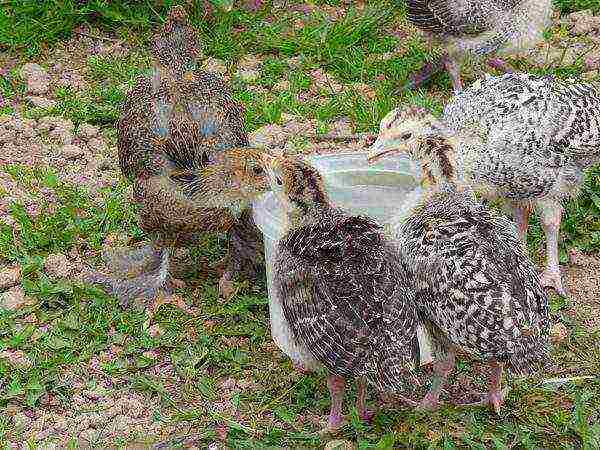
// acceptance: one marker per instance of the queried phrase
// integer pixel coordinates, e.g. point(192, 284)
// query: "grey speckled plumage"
point(476, 283)
point(523, 138)
point(477, 291)
point(553, 120)
point(478, 28)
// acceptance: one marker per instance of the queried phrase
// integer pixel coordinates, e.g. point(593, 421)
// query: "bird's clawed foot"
point(335, 422)
point(494, 398)
point(298, 367)
point(553, 279)
point(367, 415)
point(429, 403)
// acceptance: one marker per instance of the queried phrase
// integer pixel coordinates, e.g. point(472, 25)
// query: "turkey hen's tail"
point(137, 274)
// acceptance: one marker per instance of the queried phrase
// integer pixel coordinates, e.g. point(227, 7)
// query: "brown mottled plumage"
point(345, 291)
point(477, 28)
point(173, 128)
point(476, 288)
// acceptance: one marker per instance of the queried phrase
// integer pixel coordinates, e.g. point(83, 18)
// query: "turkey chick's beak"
point(383, 147)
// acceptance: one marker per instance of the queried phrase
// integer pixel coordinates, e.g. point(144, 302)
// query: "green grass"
point(67, 326)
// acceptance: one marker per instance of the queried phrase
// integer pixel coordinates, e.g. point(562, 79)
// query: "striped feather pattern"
point(348, 298)
point(475, 281)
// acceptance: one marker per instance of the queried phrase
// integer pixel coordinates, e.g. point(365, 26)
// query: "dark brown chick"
point(345, 290)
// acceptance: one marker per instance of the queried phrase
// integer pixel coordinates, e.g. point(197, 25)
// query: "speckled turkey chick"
point(477, 289)
point(519, 137)
point(173, 125)
point(345, 291)
point(477, 28)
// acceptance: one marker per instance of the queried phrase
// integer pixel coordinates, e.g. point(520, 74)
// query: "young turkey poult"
point(525, 139)
point(345, 291)
point(477, 28)
point(173, 126)
point(477, 289)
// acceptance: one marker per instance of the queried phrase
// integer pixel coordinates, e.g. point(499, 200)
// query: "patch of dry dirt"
point(583, 280)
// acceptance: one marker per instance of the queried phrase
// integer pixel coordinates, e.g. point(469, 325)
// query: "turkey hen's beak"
point(381, 148)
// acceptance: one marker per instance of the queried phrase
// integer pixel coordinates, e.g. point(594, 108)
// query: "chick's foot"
point(552, 278)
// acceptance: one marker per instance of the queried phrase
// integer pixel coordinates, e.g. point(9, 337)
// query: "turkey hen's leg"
point(495, 396)
point(521, 216)
point(453, 68)
point(337, 389)
point(550, 217)
point(442, 369)
point(361, 400)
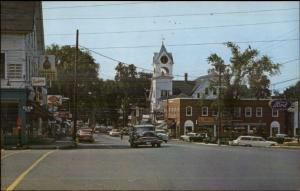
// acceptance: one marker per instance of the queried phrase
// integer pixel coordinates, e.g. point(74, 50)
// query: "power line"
point(143, 69)
point(171, 15)
point(194, 44)
point(285, 81)
point(104, 5)
point(174, 29)
point(289, 61)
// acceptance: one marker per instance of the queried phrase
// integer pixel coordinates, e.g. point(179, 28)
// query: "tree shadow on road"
point(114, 146)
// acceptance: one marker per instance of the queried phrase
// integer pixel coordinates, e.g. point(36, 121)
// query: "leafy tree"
point(292, 92)
point(87, 77)
point(246, 75)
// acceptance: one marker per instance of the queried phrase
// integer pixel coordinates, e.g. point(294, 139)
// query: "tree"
point(292, 92)
point(246, 75)
point(87, 77)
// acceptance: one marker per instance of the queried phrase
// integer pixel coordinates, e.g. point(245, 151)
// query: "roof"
point(162, 49)
point(17, 16)
point(181, 87)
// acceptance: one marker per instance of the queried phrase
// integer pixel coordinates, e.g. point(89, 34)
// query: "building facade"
point(22, 43)
point(243, 117)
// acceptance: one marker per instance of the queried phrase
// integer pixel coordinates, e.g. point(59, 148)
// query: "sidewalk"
point(223, 145)
point(64, 143)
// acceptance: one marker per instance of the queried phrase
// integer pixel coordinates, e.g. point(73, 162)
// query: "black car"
point(144, 135)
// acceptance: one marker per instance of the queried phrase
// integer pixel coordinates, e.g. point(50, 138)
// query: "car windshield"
point(145, 128)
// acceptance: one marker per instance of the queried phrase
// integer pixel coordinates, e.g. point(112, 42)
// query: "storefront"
point(13, 115)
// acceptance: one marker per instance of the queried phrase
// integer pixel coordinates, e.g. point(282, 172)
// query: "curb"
point(287, 147)
point(37, 147)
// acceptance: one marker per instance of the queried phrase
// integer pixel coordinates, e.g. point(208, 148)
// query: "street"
point(110, 164)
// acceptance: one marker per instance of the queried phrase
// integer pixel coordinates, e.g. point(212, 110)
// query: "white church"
point(163, 86)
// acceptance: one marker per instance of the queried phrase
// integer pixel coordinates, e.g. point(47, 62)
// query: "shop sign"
point(47, 67)
point(38, 81)
point(63, 114)
point(54, 100)
point(206, 119)
point(279, 104)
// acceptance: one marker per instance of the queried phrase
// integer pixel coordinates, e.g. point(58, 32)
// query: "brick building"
point(242, 117)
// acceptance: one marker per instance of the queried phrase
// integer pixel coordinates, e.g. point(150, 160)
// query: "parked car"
point(115, 133)
point(279, 135)
point(85, 135)
point(144, 135)
point(253, 141)
point(162, 134)
point(193, 137)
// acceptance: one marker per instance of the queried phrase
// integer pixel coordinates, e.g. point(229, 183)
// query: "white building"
point(163, 86)
point(22, 43)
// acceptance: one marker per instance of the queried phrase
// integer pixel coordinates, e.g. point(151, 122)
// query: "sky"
point(131, 31)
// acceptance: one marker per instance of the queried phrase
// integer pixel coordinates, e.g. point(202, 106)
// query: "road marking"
point(22, 176)
point(5, 156)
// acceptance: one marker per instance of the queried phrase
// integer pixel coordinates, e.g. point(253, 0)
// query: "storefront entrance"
point(188, 126)
point(274, 128)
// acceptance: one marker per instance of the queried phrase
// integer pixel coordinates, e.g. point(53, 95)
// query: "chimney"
point(185, 77)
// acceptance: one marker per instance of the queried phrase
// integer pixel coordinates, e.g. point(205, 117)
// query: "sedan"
point(162, 135)
point(253, 141)
point(85, 135)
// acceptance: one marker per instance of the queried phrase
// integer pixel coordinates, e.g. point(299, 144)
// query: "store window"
point(237, 112)
point(206, 91)
point(248, 112)
point(259, 112)
point(204, 111)
point(275, 113)
point(2, 67)
point(189, 111)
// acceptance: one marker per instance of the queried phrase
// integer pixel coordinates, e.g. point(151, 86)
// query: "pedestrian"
point(121, 135)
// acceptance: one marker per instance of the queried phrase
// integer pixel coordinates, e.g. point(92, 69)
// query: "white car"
point(162, 135)
point(187, 136)
point(253, 141)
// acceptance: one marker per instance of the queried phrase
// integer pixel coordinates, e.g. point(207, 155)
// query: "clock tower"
point(161, 86)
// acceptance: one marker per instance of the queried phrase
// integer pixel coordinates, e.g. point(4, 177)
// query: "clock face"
point(164, 59)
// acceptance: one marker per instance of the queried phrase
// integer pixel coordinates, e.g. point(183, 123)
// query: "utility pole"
point(219, 108)
point(75, 88)
point(298, 118)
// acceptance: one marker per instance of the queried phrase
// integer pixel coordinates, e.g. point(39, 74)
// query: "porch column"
point(248, 129)
point(215, 130)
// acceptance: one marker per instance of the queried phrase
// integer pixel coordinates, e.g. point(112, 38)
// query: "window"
point(214, 91)
point(259, 112)
point(164, 93)
point(246, 138)
point(204, 111)
point(237, 112)
point(14, 71)
point(214, 113)
point(2, 67)
point(206, 91)
point(248, 112)
point(189, 111)
point(274, 113)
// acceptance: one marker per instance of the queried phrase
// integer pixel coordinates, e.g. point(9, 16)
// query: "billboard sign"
point(47, 67)
point(38, 81)
point(279, 104)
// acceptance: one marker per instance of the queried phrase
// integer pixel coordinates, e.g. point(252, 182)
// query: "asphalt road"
point(110, 164)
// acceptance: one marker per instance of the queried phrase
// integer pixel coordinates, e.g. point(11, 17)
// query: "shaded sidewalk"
point(63, 143)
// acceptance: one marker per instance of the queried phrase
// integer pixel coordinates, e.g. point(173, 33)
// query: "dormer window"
point(164, 59)
point(206, 91)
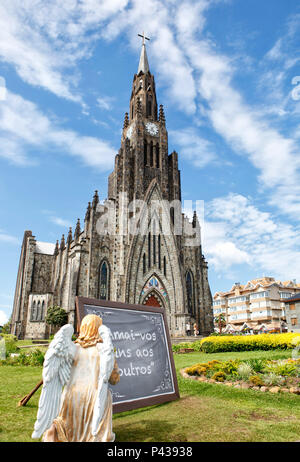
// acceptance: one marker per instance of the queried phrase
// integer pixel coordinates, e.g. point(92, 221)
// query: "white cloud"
point(237, 232)
point(18, 133)
point(193, 147)
point(105, 102)
point(8, 238)
point(60, 221)
point(43, 40)
point(3, 318)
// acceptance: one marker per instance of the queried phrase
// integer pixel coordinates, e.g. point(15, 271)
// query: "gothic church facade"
point(128, 249)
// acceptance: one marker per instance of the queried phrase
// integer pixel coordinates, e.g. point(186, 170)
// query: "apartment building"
point(292, 309)
point(257, 305)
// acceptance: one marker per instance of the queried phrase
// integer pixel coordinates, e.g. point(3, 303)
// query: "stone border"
point(241, 385)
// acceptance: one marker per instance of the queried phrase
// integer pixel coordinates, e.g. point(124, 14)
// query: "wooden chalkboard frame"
point(134, 404)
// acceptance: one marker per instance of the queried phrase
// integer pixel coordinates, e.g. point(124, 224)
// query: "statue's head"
point(89, 335)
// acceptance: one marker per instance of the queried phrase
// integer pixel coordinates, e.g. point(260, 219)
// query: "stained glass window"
point(103, 281)
point(190, 292)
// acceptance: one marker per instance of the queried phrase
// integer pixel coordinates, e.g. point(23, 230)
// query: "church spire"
point(143, 64)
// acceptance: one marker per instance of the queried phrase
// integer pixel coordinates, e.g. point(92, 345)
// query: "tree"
point(220, 321)
point(6, 328)
point(56, 316)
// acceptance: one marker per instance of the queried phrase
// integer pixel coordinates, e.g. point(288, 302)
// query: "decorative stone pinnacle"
point(126, 121)
point(70, 236)
point(62, 242)
point(95, 199)
point(56, 249)
point(77, 230)
point(88, 212)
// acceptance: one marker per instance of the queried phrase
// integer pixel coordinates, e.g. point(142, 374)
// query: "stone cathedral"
point(128, 249)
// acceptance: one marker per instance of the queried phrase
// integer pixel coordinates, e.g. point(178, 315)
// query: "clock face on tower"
point(129, 132)
point(151, 128)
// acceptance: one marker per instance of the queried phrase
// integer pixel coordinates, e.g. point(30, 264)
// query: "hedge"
point(215, 344)
point(250, 342)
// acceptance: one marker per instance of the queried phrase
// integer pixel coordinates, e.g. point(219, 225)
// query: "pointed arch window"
point(33, 311)
point(189, 281)
point(149, 250)
point(43, 311)
point(157, 156)
point(38, 312)
point(145, 153)
point(159, 251)
point(103, 281)
point(154, 243)
point(151, 154)
point(149, 106)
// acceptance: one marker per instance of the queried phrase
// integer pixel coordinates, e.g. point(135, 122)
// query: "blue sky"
point(227, 72)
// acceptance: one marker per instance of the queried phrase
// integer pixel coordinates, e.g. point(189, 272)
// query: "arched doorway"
point(152, 300)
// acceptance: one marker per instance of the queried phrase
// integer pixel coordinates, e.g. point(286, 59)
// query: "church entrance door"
point(152, 301)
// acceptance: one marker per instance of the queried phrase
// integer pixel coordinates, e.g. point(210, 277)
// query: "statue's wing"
point(107, 359)
point(56, 373)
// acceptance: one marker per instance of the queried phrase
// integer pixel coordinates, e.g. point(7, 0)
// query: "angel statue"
point(75, 402)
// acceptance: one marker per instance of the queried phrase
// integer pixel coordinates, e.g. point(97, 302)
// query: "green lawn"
point(205, 412)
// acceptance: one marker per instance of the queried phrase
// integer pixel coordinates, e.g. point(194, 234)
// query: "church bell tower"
point(143, 155)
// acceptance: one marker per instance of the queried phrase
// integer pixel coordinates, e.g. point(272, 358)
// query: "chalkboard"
point(143, 352)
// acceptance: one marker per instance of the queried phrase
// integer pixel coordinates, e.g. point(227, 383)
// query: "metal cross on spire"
point(143, 65)
point(143, 37)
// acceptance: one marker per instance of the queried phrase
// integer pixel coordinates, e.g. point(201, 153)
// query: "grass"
point(205, 412)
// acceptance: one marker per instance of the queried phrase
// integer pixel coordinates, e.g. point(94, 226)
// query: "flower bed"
point(259, 374)
point(214, 344)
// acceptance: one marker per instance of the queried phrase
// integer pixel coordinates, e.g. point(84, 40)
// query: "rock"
point(294, 390)
point(245, 386)
point(274, 390)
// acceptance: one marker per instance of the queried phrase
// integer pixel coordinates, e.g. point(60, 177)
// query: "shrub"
point(10, 343)
point(257, 365)
point(256, 380)
point(219, 376)
point(197, 369)
point(282, 367)
point(244, 371)
point(33, 358)
point(273, 379)
point(215, 344)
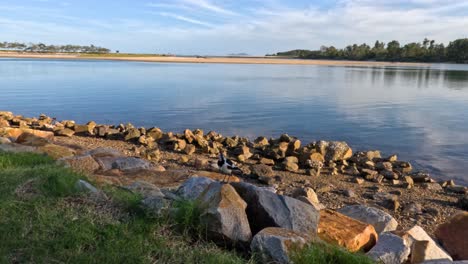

---

Short task = Rewrite the lines from the very first one up to and including the line with "point(552, 278)" as a Markdown table with the columns Row and Line text. Skip blank lines and leave the pictures out.

Final result =
| Row | Line text |
|---|---|
| 1 | // acceptance: one marker per instance of the queried phrase |
| 2 | // integer pixel coordinates, e.g. point(192, 284) |
| 3 | // query: "grey speckled plumage" |
| 4 | point(476, 283) |
| 5 | point(523, 138) |
| 6 | point(477, 291) |
| 7 | point(553, 120) |
| 8 | point(478, 28) |
| 9 | // acceptance: one marker per instance of the queried phrase |
| 10 | // integer pixel coordinates, e.g. point(593, 421) |
| 11 | // query: "bird's clawed foot" |
| 12 | point(335, 422) |
| 13 | point(494, 398) |
| 14 | point(298, 367) |
| 15 | point(553, 279) |
| 16 | point(367, 415) |
| 17 | point(429, 403) |
| 18 | // acceptance: one marker per instance of the queried phrase |
| 19 | // integer pixel coordinates, e.g. point(472, 25) |
| 20 | // query: "turkey hen's tail" |
| 21 | point(137, 274) |
| 22 | // acceptance: one marker per instance of the queried phrase |
| 23 | // integer pixel coordinates, e.g. point(227, 7) |
| 24 | // query: "brown mottled plumage" |
| 25 | point(345, 291) |
| 26 | point(477, 28) |
| 27 | point(173, 128) |
| 28 | point(476, 288) |
| 29 | // acceptance: one marker per instance of the queried phrase |
| 30 | // integer pixel coordinates, e.g. point(83, 18) |
| 31 | // query: "turkey chick's beak" |
| 32 | point(383, 147) |
| 33 | // acceptance: one marker per instance of the queried phrase |
| 34 | // integer pixel coordinates, e.g. point(144, 302) |
| 35 | // query: "green grass" |
| 36 | point(67, 326) |
| 37 | // acceptance: one marker per instance of the queried phrase |
| 38 | // integer pixel coordinates, e.g. point(562, 79) |
| 39 | // query: "striped feather pattern" |
| 40 | point(348, 298) |
| 41 | point(475, 281) |
| 42 | // acceptance: one marker per instance of the queried phrase |
| 43 | // integer pixel coordinates, e.g. point(365, 26) |
| 44 | // query: "dark brown chick" |
| 45 | point(345, 290) |
| 46 | // acceptance: one marker per instance of the queried phrase |
| 47 | // integer pixel coordinates, e.g. point(197, 25) |
| 48 | // query: "speckled turkey chick" |
| 49 | point(477, 289) |
| 50 | point(519, 137) |
| 51 | point(173, 125) |
| 52 | point(345, 291) |
| 53 | point(477, 28) |
| 54 | // acceptance: one marker per instance of the queried phrase |
| 55 | // integer pixel coordinates, e.g. point(520, 74) |
| 56 | // query: "young turkey poult" |
| 57 | point(525, 139) |
| 58 | point(345, 291) |
| 59 | point(477, 28) |
| 60 | point(173, 126) |
| 61 | point(477, 289) |
| 62 | // acceptance: one marker per instance of the queried phrase |
| 63 | // integer pixel coordinates, e.g. point(499, 200) |
| 64 | // query: "patch of dry dirt" |
| 65 | point(583, 280) |
| 66 | // acceptance: one marker per instance of the queried phrase |
| 67 | // integer pixel coordinates, e.g. point(469, 325) |
| 68 | // query: "turkey hen's beak" |
| 69 | point(381, 148) |
| 70 | // acceptance: one marker per instance of the queried phrase |
| 71 | // integer pixel coordinates, e.g. point(594, 108) |
| 72 | // query: "chick's foot" |
| 73 | point(552, 278) |